*Objective*
Scale the records starting with the line containing "sliding glass door" and continuing through the end of the records, reproducing every line including the requests, with each point coordinate in the answers multiplied by 1.8 and rounded to the nearest whole number, halves rounded up. Omit the pictures from your output.

*Stored records*
---+---

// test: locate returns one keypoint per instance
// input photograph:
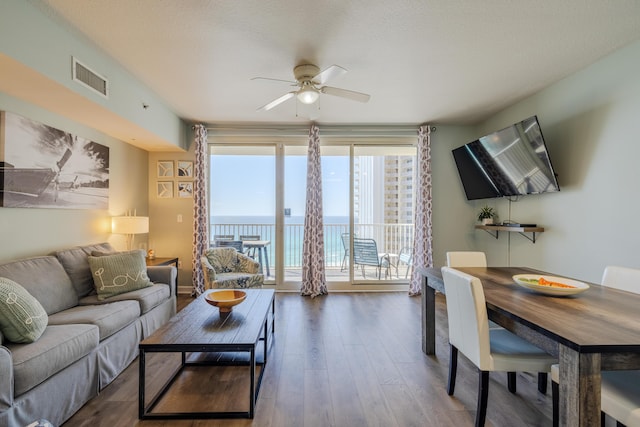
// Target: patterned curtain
(200, 211)
(313, 274)
(423, 236)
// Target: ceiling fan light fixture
(308, 95)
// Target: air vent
(90, 79)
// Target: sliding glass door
(259, 192)
(243, 201)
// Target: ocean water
(264, 226)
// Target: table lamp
(130, 225)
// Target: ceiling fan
(311, 83)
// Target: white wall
(453, 216)
(591, 124)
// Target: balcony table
(598, 329)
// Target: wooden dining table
(598, 329)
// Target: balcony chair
(365, 252)
(345, 244)
(223, 237)
(619, 390)
(225, 267)
(236, 244)
(405, 257)
(252, 252)
(488, 349)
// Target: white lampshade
(308, 95)
(130, 224)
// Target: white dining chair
(619, 390)
(488, 349)
(479, 259)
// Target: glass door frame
(353, 283)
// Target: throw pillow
(22, 317)
(119, 273)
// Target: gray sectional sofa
(87, 341)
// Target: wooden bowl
(225, 299)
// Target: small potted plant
(486, 215)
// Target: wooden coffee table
(201, 328)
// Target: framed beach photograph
(165, 190)
(45, 167)
(185, 189)
(185, 169)
(165, 169)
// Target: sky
(245, 185)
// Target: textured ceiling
(439, 61)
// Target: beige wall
(30, 232)
(592, 129)
(167, 236)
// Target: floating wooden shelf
(491, 229)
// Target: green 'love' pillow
(119, 273)
(22, 317)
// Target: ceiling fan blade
(277, 101)
(276, 80)
(329, 73)
(349, 94)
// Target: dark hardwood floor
(345, 360)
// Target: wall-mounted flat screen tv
(513, 161)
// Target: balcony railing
(390, 238)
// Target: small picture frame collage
(175, 177)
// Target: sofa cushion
(238, 280)
(148, 298)
(109, 318)
(119, 273)
(45, 279)
(58, 347)
(75, 262)
(22, 318)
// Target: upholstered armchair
(224, 267)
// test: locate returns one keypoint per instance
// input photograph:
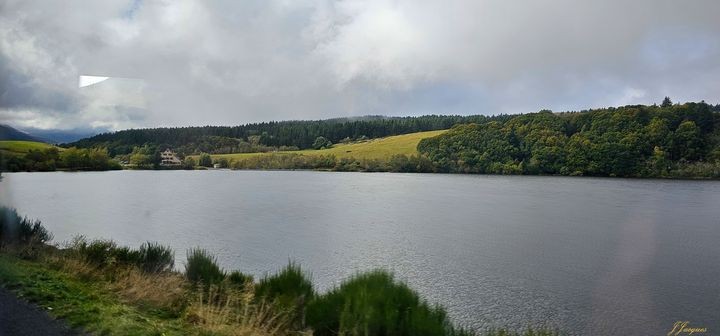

---+---

*Task result*
// Target: sliding glass door
(466, 346)
(437, 362)
// Target: ocean water
(475, 407)
// Target: table lamp
(234, 405)
// Target: ceiling fan
(560, 149)
// Target: white wall
(815, 389)
(1064, 223)
// Target: balcony table
(1076, 592)
// Target: wooden dining table
(1076, 592)
// Target: balcony chair
(657, 454)
(621, 439)
(401, 427)
(1114, 702)
(405, 481)
(425, 439)
(729, 463)
(454, 454)
(878, 628)
// Target: white lampshade
(554, 171)
(234, 403)
// Target: white dining chair
(1114, 702)
(878, 628)
(862, 466)
// Target: glass door frame
(635, 509)
// Target: throw pillow
(40, 571)
(214, 491)
// Target: gray sectional sofa
(157, 614)
// Target: wooden bowl
(405, 538)
// Target: small potted plant
(875, 387)
// Target: wooden coffee table
(362, 590)
// Target: framed beach photograph
(297, 342)
(81, 301)
(333, 340)
(333, 304)
(297, 304)
// Target: sky
(441, 333)
// Target: textured ceiling
(790, 110)
// Target: beige wall
(54, 418)
(1066, 232)
(301, 425)
// Target: floating wooden shelf
(884, 412)
// Target: green 'love' pillow
(214, 491)
(40, 571)
// Target: ceiling fan blade
(499, 182)
(497, 144)
(592, 131)
(628, 169)
// Target: dark hardwood floor
(621, 648)
// Target: wall-mounted flat screen tv
(923, 290)
// Target: balcony railing
(702, 428)
// Target: small picture frame collage
(315, 319)
// Target: sofa cushion
(428, 504)
(266, 536)
(196, 572)
(214, 491)
(81, 502)
(104, 625)
(135, 472)
(40, 572)
// Target: upholstered armchair
(403, 481)
// test: locate returns one keypoint per instance
// input photograph:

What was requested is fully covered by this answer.